(Photo object pointing records)
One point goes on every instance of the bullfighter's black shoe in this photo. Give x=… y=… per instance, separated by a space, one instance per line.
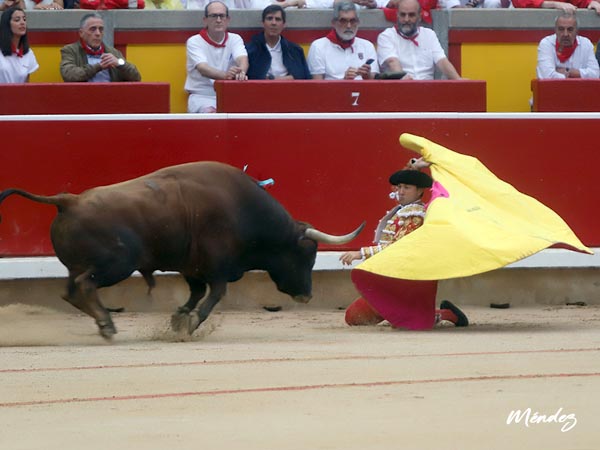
x=462 y=318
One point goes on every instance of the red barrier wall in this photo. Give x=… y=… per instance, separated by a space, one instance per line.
x=351 y=96
x=570 y=95
x=329 y=170
x=84 y=98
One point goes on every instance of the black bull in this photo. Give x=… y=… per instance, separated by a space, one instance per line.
x=206 y=220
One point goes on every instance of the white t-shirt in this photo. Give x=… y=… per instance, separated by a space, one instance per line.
x=583 y=59
x=220 y=58
x=277 y=68
x=16 y=70
x=417 y=60
x=331 y=60
x=102 y=76
x=30 y=4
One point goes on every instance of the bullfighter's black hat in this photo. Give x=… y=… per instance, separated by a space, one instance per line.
x=414 y=177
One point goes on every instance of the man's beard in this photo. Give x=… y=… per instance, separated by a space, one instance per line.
x=408 y=29
x=347 y=36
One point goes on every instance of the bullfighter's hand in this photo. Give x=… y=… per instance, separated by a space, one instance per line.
x=348 y=257
x=108 y=61
x=364 y=71
x=565 y=6
x=351 y=73
x=232 y=73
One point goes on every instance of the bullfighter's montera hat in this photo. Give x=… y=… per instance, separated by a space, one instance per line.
x=414 y=177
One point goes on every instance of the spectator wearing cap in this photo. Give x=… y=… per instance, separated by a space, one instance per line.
x=408 y=187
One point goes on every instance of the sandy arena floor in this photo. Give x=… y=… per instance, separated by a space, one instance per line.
x=299 y=379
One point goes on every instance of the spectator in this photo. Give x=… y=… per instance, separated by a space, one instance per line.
x=5 y=4
x=408 y=47
x=44 y=4
x=564 y=54
x=111 y=4
x=341 y=55
x=164 y=4
x=213 y=54
x=408 y=186
x=570 y=5
x=270 y=55
x=90 y=59
x=17 y=60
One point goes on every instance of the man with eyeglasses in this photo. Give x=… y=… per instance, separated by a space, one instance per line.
x=341 y=55
x=408 y=47
x=213 y=54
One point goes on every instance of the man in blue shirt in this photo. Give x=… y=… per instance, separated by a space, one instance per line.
x=270 y=55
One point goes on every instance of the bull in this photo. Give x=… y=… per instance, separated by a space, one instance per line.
x=206 y=220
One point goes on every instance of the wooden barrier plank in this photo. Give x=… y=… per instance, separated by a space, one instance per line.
x=295 y=96
x=566 y=95
x=84 y=98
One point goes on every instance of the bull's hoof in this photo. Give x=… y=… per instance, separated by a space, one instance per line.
x=107 y=330
x=180 y=322
x=194 y=322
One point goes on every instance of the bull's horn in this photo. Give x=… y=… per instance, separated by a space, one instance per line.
x=325 y=238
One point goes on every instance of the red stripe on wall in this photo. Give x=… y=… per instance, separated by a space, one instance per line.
x=180 y=36
x=52 y=37
x=509 y=36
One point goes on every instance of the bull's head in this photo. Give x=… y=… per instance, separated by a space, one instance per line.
x=292 y=274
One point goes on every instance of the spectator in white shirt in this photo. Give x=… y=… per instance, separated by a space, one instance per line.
x=564 y=54
x=341 y=55
x=408 y=47
x=213 y=54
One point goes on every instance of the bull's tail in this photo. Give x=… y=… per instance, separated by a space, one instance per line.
x=61 y=201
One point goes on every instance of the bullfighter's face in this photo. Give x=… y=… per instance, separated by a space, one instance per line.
x=566 y=31
x=407 y=193
x=92 y=32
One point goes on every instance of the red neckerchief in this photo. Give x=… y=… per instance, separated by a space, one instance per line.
x=204 y=34
x=17 y=51
x=333 y=37
x=566 y=52
x=89 y=50
x=412 y=38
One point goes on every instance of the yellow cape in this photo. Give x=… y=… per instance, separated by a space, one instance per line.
x=483 y=224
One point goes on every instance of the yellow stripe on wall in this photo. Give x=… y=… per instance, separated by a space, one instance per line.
x=48 y=57
x=508 y=70
x=163 y=63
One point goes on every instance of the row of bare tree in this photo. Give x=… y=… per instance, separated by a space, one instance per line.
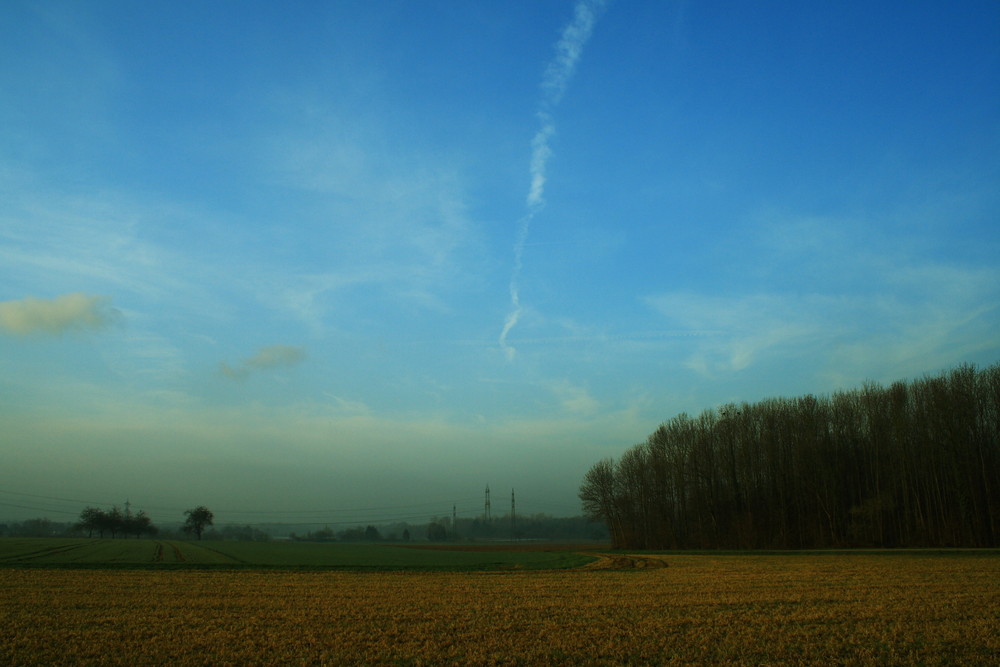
x=115 y=522
x=909 y=465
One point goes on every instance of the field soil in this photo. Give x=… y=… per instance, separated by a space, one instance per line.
x=898 y=608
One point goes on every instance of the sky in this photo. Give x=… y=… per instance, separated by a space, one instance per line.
x=353 y=261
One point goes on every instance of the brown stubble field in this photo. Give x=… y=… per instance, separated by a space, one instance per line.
x=855 y=608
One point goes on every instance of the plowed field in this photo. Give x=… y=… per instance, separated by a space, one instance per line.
x=874 y=609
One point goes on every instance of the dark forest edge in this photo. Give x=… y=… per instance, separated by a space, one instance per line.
x=915 y=464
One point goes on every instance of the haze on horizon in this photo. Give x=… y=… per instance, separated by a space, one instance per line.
x=355 y=261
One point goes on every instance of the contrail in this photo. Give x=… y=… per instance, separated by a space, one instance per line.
x=554 y=82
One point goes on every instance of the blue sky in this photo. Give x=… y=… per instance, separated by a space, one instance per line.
x=315 y=258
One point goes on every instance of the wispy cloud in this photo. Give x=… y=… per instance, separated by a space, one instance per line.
x=64 y=313
x=557 y=76
x=271 y=356
x=869 y=310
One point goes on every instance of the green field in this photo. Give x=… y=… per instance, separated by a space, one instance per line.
x=145 y=553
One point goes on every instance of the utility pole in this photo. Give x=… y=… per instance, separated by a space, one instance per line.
x=512 y=534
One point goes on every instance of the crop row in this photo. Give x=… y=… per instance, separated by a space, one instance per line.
x=746 y=609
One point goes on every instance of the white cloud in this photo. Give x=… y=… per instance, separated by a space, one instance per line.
x=270 y=356
x=65 y=313
x=575 y=398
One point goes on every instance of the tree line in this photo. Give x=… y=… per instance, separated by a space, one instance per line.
x=914 y=464
x=115 y=522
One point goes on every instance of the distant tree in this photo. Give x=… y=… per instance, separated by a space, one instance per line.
x=436 y=532
x=139 y=524
x=113 y=521
x=91 y=519
x=197 y=519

- [Work to complete] Can you rewrite the records above, changing every "in this photo" to "in this image" and leaving everything else as it is, with the pictures left out?

- [Solution to this exercise]
One point goes on every instance of the bullfighter's black shoe in this image. Give x=… y=… per instance, separated by a space, one instance per line.
x=462 y=318
One point goes on every instance of the red barrier wall in this image. Give x=… y=… per instance, separated by a space, one instance per line.
x=351 y=96
x=570 y=95
x=329 y=170
x=84 y=98
One point goes on every instance of the black bull in this image. Give x=… y=… per instance, separated by a space, one instance per line.
x=206 y=220
One point goes on every instance of the white t-shirt in this image. Give x=… y=… per instance, separated by a space, one instance per line.
x=583 y=59
x=220 y=58
x=277 y=68
x=16 y=70
x=417 y=60
x=331 y=60
x=102 y=76
x=30 y=4
One point goes on every instance of the bullfighter's black hat in this image. Give x=… y=… per instance, separated by a space, one instance per line.
x=414 y=177
One point goes on every instance of the man's beard in this image. Give x=… y=… per instance, separated by a space, one instance per line.
x=408 y=29
x=347 y=36
One point goes on every instance of the bullfighter's hand in this image. Give x=… y=… per instance, separated by a space, one instance per line.
x=348 y=257
x=108 y=61
x=364 y=71
x=565 y=6
x=351 y=73
x=232 y=73
One point goes on every instance of the bullfighter's montera hat in this image. Give x=… y=… per instance, separated by a space, one instance per line.
x=414 y=177
One point goes on every instance of the spectator wearing cap in this image. Give x=… y=… per instance, separated by a space, one instance per line.
x=408 y=187
One point goes on every instance of the sandy arena floor in this image. Give x=… y=… per instance, separated by a space, one instance per line.
x=299 y=379
One point goes on every instance of the spectator in this image. Give x=… y=… per instance, separated by a space, one instance per line.
x=5 y=4
x=408 y=47
x=44 y=4
x=564 y=54
x=111 y=4
x=341 y=55
x=164 y=4
x=213 y=54
x=408 y=186
x=570 y=5
x=270 y=55
x=90 y=59
x=17 y=60
One point goes on every instance of the man with eyeglasses in this image. Give x=… y=… per instance, separated by a space, one instance per line.
x=341 y=55
x=408 y=47
x=213 y=54
One point goes on every instance of the man in blue shirt in this image. Give x=… y=… per instance, separated by a space, one instance per line.
x=270 y=55
One point goes on every instance of the bull in this image. Give x=… y=… per instance, separated by a space, one instance per line.
x=206 y=220
One point goes on every instance of the wooden barrier plank in this image. Give x=… y=… per instance, separated by a space, one instance per line.
x=295 y=96
x=566 y=95
x=84 y=98
One point goes on every instance of the bull's hoof in this image. Give x=… y=… per instance, separated by a space, one instance per line.
x=107 y=330
x=180 y=322
x=194 y=322
One point goes on every instance of the bull's horn in this image. Give x=… y=… per instance, separated by a space, one instance per line.
x=325 y=238
One point goes on every instance of the red stripe on wall in this image. Give x=… y=… per instance, separated by a space, one instance per line.
x=180 y=36
x=52 y=37
x=509 y=36
One point goes on every instance of the bull's head in this image. Give x=… y=… per instance, separated by a space, one instance per line.
x=292 y=274
One point goes on every instance of the spectator in white shirt in this image. Give x=… y=… per instance, separated by a space, one instance per line.
x=564 y=54
x=341 y=55
x=408 y=47
x=213 y=54
One point goes on every instance of the bull's tail in this image. Give x=… y=… per instance, separated by a space, one instance per line.
x=61 y=201
One point goes on every instance of the bullfighter's face in this image. Give x=… y=… per instance, separated by a space, one instance per line.
x=566 y=31
x=407 y=193
x=92 y=32
One point goes on every instance of the red neckerchief in this image. Give x=… y=… per instance, separated by a space, one instance per line.
x=204 y=34
x=17 y=51
x=333 y=37
x=566 y=52
x=89 y=50
x=412 y=38
One point goes on every instance of the yellow cape in this image. Give x=… y=… per instance, separated by a space, one instance per line.
x=483 y=224
One point goes on every instance of the yellow stripe on wall in this image. Give x=… y=… per instance, separated by a space, one instance per line.
x=48 y=57
x=508 y=70
x=163 y=63
One point goes on every instance of the row of bare tree in this image. Give x=… y=… per instance, separated by a space, one instance per line.
x=115 y=522
x=909 y=465
One point goes on every instance of the field soil in this image. Give x=… y=… per instance, separated by a space, one instance per line.
x=898 y=608
One point goes on every instance of the sky in this image. Give x=… y=… per instance, separated by a space, one instance per line.
x=353 y=261
One point goes on every instance of the brown stubble field in this image. Give x=… y=… per instance, separated by a space, one instance per line.
x=855 y=608
One point goes on every instance of the plowed field in this image. Give x=… y=… per instance, separated by a space, one instance per line.
x=874 y=609
One point goes on every instance of the dark forest edge in this image. Give x=… y=… per instance, separated by a space, one instance per line.
x=915 y=464
One point goes on every instance of the haze on horizon in this image. Give x=… y=… per instance, separated by a space, one instance per line.
x=355 y=261
One point goes on every instance of the contrail in this image. Give x=… y=… per instance, separated by a space, one instance per line.
x=554 y=82
One point goes on every instance of the blue sky in this image. Give x=… y=… per instance, separated by a space, one instance per line.
x=315 y=258
One point goes on every instance of the wispy cloud in this image. Give x=… y=… per instance, separated by a space, one instance per line.
x=64 y=313
x=557 y=76
x=271 y=356
x=869 y=310
One point goes on every instance of the green field in this image. Give x=… y=… per instance, separated by a space, one instance per line.
x=145 y=553
One point goes on every instance of the utility pole in this image. Give x=… y=… per instance, separated by a space, one instance per line.
x=512 y=534
One point goes on every instance of the crop row in this image. Give x=… y=… per instance, separated by a space, one instance per line.
x=746 y=609
One point goes on every instance of the white cloud in this image. Give x=… y=… per instance, separated by a space, one instance per line.
x=270 y=356
x=65 y=313
x=575 y=398
One point goes on every instance of the tree line in this image. Give x=… y=… per instance, separated by a space, one instance per line.
x=914 y=464
x=115 y=522
One point goes on every instance of the distant tree in this image. Give x=… y=… per instance, separated by a space, one instance per line.
x=436 y=532
x=139 y=524
x=113 y=521
x=91 y=519
x=197 y=519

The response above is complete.